Raw data:
************

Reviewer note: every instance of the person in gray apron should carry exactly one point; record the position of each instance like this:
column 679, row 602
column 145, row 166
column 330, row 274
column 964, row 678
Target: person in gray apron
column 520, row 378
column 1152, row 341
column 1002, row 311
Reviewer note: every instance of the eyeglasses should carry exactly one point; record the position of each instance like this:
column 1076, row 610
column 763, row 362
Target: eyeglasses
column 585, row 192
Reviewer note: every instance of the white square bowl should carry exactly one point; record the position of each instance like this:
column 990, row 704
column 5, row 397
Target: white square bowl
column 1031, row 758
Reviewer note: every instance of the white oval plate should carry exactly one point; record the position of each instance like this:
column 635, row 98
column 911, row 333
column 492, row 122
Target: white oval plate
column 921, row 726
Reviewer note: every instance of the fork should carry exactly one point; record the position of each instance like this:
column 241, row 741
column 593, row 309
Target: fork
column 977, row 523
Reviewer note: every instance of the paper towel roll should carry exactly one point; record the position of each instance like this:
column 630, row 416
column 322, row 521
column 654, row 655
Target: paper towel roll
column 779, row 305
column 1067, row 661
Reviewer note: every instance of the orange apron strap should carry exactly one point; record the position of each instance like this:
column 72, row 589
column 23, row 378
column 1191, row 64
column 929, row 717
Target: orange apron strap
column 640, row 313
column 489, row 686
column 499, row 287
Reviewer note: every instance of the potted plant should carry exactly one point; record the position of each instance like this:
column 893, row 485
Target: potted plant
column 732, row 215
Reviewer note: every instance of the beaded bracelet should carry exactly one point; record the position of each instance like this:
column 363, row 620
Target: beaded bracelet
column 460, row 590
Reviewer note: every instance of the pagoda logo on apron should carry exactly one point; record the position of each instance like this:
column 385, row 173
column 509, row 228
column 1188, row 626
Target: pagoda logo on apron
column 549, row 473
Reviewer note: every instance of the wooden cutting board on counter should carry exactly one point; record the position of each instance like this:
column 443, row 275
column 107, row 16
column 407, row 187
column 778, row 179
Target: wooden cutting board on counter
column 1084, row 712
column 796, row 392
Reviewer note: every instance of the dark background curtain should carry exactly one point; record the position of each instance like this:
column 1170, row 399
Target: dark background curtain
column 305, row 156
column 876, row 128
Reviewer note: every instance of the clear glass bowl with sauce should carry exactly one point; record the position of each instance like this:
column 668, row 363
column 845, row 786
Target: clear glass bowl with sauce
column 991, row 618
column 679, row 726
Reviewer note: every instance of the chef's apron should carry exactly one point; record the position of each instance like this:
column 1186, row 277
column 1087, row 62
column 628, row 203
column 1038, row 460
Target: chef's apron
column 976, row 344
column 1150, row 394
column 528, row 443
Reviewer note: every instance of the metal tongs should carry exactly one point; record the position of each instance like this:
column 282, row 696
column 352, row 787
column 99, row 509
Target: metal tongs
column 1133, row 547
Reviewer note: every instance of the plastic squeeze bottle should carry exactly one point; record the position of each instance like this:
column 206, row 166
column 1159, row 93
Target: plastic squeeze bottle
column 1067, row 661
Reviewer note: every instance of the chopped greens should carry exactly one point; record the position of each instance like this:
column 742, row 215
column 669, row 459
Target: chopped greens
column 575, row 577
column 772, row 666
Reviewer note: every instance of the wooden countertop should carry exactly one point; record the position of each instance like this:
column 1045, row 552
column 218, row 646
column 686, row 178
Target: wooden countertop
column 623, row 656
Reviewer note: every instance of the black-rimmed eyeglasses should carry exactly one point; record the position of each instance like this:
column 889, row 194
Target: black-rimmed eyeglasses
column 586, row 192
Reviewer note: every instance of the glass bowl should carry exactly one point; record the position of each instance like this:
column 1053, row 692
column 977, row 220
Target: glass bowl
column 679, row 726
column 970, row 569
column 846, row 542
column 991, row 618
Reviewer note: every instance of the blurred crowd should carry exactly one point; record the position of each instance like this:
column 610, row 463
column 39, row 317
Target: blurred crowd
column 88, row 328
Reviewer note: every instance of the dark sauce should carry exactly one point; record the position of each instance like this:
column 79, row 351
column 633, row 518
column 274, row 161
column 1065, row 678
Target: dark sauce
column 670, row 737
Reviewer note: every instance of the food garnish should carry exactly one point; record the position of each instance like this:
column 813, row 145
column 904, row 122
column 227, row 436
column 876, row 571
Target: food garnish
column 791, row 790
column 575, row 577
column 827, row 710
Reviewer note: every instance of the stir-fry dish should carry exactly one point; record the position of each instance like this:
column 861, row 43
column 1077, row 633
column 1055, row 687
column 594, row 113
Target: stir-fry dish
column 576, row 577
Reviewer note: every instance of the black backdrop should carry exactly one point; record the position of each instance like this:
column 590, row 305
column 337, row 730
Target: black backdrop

************

What is being asked: Your task is to output the full set of records exactly as presented.

Solution to this task:
Reviewer note: every instance of the person in gray apron should carry exactly one point; record the position of each instance like this:
column 679, row 602
column 145, row 166
column 330, row 274
column 964, row 678
Target: person in gray apron
column 520, row 378
column 1152, row 341
column 1002, row 311
Reviewer note: every instance of the eyeglasses should carry exactly one point; record the position of each instance like this:
column 1076, row 610
column 763, row 362
Target: eyeglasses
column 585, row 192
Reviewer note: every instance of the white square bowl should carry exactly one point; record the position of each instance like this:
column 990, row 704
column 5, row 397
Target: white square bowl
column 1031, row 758
Reviewer note: every instance of the white oval plate should carry exactly one point; record the position of each instance like this:
column 635, row 98
column 911, row 333
column 492, row 122
Target: white oval plate
column 921, row 726
Reviewer note: every instance of the fork should carry exactly one point; record the position of each instance like this:
column 241, row 741
column 593, row 309
Target: fork
column 977, row 523
Reviewer note: every instance of the paper towel roll should carry exactly one point; record the position of each instance like this:
column 630, row 416
column 322, row 521
column 654, row 655
Target: paper towel roll
column 779, row 305
column 1067, row 661
Reviewer note: every instance of the orange apron strap should carry exactly one point; record the position of each instance like this:
column 72, row 589
column 23, row 378
column 1191, row 64
column 929, row 717
Target: orange apron strap
column 640, row 313
column 489, row 686
column 499, row 287
Reviewer note: every instance of the potted plant should carry exactly one point; record the position of each instance like this:
column 893, row 485
Target: potted plant
column 732, row 215
Reviewer note: every instance of the beaded bracelet should carry exactly one point; record the position of each instance like this:
column 363, row 620
Target: beaded bracelet
column 460, row 590
Reviewer note: every instance of the pagoda logo on apron should carry exactly one point; record the position of each instance like this:
column 385, row 173
column 509, row 228
column 1188, row 626
Target: pagoda logo on apron
column 549, row 473
Reviewer note: every instance of the wooden cutting board on counter should carry exactly one point; record the position of each instance like this:
column 443, row 275
column 107, row 16
column 407, row 187
column 778, row 179
Target: wooden cutting board on counter
column 1084, row 712
column 796, row 392
Reviewer note: every instance of the dark background curtain should carry exactly one point; record the position of each instance like this:
column 1170, row 399
Target: dark background curtain
column 305, row 156
column 876, row 128
Reviewer note: every instance of the clear glass bowl with sauce should carry exactly one point; record the position of each instance like this:
column 668, row 363
column 845, row 786
Target: clear glass bowl with sauce
column 991, row 618
column 679, row 726
Reviewer note: every instance of the chef's apron should carry exactly one point; record the position of each instance like this:
column 1186, row 277
column 1087, row 62
column 628, row 203
column 1038, row 460
Target: chef's apron
column 976, row 344
column 1150, row 394
column 528, row 443
Reviewer note: every instance of the metal tongs should carry exactly one point; record the position of each instance like this:
column 282, row 696
column 352, row 787
column 99, row 509
Target: metal tongs
column 1133, row 547
Reviewer note: every instance of the plastic squeeze bottle should carry exactly one point; record the position of each instance like this:
column 206, row 166
column 1159, row 93
Target: plastic squeeze bottle
column 1067, row 661
Reviewer note: every instance of the chopped greens should carry exactly one point; record the position of each instance like this:
column 742, row 215
column 669, row 459
Target: chopped greens
column 575, row 577
column 772, row 666
Reviewer note: every instance of the wooden countertop should carry exactly one point; record the position of each instance like this:
column 1045, row 552
column 218, row 646
column 686, row 178
Target: wooden countertop
column 623, row 656
Reviewer note: every instance of the black-rimmed eyeglasses should carry exactly one point; record the position of each instance like this:
column 889, row 194
Target: black-rimmed eyeglasses
column 586, row 192
Reviewer note: every instance of the glass bowl should carry exactly one point; record the position of each instance like this:
column 1053, row 692
column 977, row 220
Target: glass bowl
column 679, row 726
column 970, row 569
column 846, row 542
column 991, row 618
Reviewer note: every instance of the blurred crowd should carry exactly one point; record the position of each instance like this:
column 610, row 463
column 39, row 317
Target: blurred crowd
column 88, row 328
Reviewer note: every instance of the dark sauce should carry exactly one point; record the position of each instance like this:
column 79, row 351
column 633, row 518
column 274, row 161
column 1065, row 678
Target: dark sauce
column 670, row 737
Reviewer note: every instance of the food garnish should carry exactly one point; record the position of each instance like this:
column 813, row 145
column 904, row 122
column 227, row 436
column 876, row 571
Target: food garnish
column 791, row 790
column 575, row 577
column 827, row 710
Reviewer note: every instance of the stir-fry dish should carry exactly one point; record the position of each instance like this:
column 861, row 43
column 1077, row 633
column 1055, row 687
column 594, row 113
Target: stir-fry dish
column 576, row 577
Reviewer note: every instance of the black backdrop should carry exactly one point; record the position of each instance like this:
column 590, row 305
column 337, row 730
Target: black backdrop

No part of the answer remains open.